**Written exercise**:
Substitute "Labeling job" for every "Annotation task" in the records below, changing nothing else. Leave the pictures out of the output.

**Records from a point labeling set**:
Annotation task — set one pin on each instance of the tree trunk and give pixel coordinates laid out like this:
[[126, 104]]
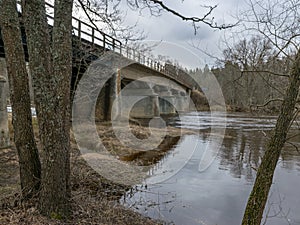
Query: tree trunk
[[51, 67], [259, 195], [30, 167]]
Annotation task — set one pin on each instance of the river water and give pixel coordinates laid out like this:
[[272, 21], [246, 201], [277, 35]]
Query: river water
[[218, 194]]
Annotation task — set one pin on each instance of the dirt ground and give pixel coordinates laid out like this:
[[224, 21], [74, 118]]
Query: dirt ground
[[94, 198]]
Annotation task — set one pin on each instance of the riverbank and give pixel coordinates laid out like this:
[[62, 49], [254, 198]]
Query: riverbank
[[94, 198]]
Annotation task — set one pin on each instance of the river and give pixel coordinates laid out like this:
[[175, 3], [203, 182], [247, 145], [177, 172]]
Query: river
[[218, 194]]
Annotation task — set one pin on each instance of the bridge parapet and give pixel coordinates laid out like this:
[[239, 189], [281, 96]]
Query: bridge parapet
[[97, 38]]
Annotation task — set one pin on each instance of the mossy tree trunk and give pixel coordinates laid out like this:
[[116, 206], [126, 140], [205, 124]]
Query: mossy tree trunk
[[259, 195], [30, 167], [50, 62]]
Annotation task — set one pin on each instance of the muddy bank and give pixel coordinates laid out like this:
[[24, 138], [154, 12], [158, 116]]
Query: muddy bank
[[94, 198]]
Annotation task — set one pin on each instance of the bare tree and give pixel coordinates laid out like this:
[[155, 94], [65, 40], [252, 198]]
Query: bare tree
[[277, 22], [30, 168], [50, 61]]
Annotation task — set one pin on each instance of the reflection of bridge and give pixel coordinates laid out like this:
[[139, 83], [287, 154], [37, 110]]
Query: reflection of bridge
[[89, 43]]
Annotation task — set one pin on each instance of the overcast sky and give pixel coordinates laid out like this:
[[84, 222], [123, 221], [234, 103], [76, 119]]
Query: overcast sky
[[176, 35]]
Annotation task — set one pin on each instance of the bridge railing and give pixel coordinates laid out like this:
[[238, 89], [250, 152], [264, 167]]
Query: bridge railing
[[95, 37]]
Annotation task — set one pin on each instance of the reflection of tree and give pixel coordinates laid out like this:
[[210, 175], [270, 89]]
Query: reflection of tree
[[241, 154], [242, 150]]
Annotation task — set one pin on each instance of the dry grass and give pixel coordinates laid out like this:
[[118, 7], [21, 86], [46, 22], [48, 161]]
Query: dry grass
[[94, 198]]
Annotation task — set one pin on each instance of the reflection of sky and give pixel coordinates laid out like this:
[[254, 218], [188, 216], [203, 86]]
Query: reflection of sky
[[217, 195]]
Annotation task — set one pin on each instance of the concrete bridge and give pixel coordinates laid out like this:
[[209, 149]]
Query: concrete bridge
[[89, 44]]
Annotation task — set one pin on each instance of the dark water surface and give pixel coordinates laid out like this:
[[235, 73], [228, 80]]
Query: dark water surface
[[218, 194]]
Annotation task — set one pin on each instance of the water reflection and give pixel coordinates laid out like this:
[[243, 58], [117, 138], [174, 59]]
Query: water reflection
[[219, 194]]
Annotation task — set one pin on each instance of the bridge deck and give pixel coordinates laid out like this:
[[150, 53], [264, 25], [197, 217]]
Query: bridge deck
[[94, 41]]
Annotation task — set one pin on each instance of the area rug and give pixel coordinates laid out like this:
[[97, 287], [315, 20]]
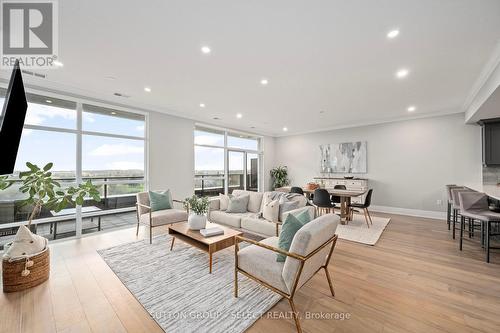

**Correct output**:
Labeling job — set one pin on each instance of the tree trunk and give pixel coordinates laid out like this:
[[126, 104]]
Query: tree trunk
[[51, 67], [259, 195], [30, 167]]
Labeling job — set one pin on each instance of the river water and give pixel coordinates laid out like this:
[[272, 21], [246, 201], [277, 35]]
Query: river water
[[218, 194]]
Labeling job — set one pin on each instance of the dirt ground and give pixel coordinates laid out like this:
[[224, 21], [74, 118]]
Query: dirt ground
[[94, 198]]
Labeling job — set one pin on each instance of the riverbank and give pixel coordinates laid out like this:
[[62, 49], [254, 198]]
Query: riverbank
[[94, 198]]
Labeling job — set one pin on each instance of the river and give pixel coordinates laid out like this:
[[175, 3], [203, 182], [247, 145], [177, 172]]
Query: river
[[218, 194]]
Labeling job — set one pin on each instance of the bridge parapet and give pixel coordinates laid out like this:
[[239, 189], [281, 96]]
Query: bridge parapet
[[97, 38]]
Labeling job — set one pin on each instance of the mossy tree trunk and give pixel coordinates laid out like this:
[[116, 206], [126, 140], [205, 124]]
Query: mossy tree trunk
[[259, 195], [30, 167], [50, 62]]
Labeling job — set one pin on each instance of the muddy bank and give pixel coordinates laid out like this:
[[24, 138], [154, 12], [158, 116]]
Query: muddy bank
[[94, 198]]
Labeling job — set one pin on each instance of the bare tree and give pixel coordinates laid out like this:
[[155, 94], [65, 40], [252, 198]]
Query: bare tree
[[277, 22], [30, 168], [50, 61]]
Labeling job — set one pin on each instance of the reflection of bridge and give pixel coordinates laid out like this:
[[139, 83], [287, 154], [37, 110]]
Query: reflection of bridge
[[89, 43]]
Labeling job — set one pin on each instance of the overcast sky and give pixel coordinates laid out like this:
[[84, 222], [123, 221], [234, 103], [76, 119]]
Query: overcast sky
[[176, 35]]
Labeling job — set one pin on each instance of the bridge railing and give pixel coordinates laid out like this:
[[238, 89], [250, 152], [264, 167]]
Query: bridge railing
[[95, 37]]
Labeling job — set one pin on each instance of the reflection of tree and give pixel coordinates laid out like this:
[[210, 175], [270, 89]]
Query: reflection of tree
[[241, 154], [242, 150]]
Labeling job — set one pin on each instance of the dry grass and give pixel coordinates laid out like this:
[[118, 7], [21, 86], [46, 22], [48, 161]]
Query: dry grass
[[94, 198]]
Labeling job — set one pin on each instance of the reflection of sky and give pixel coordinates laid out like this:
[[254, 218], [188, 216], [203, 86]]
Query: reflection of sky
[[217, 195]]
Labeling job — set one pin on each instance of the concrete bridge and give pixel coordinates laid out like this:
[[209, 149]]
Query: concrete bridge
[[89, 44]]
Labeling job — set one pin on each instance of the dark water surface and give pixel coordinates laid out like this:
[[235, 73], [228, 80]]
Query: dark water surface
[[218, 194]]
Labeling job — set one pin on each instance of the water reflection and give pixel coordinates laid out like this:
[[243, 58], [117, 138], [174, 59]]
Query: water reflection
[[219, 194]]
Labeling job — set one pin on each instance of the bridge deck and give pixel coordinates laid out like this:
[[150, 53], [264, 25], [197, 217]]
Query: bridge deck
[[94, 41]]
Labeling job — set one pin on each instance of the area rug and give pixel coordinates laid out like this:
[[97, 287], [315, 20]]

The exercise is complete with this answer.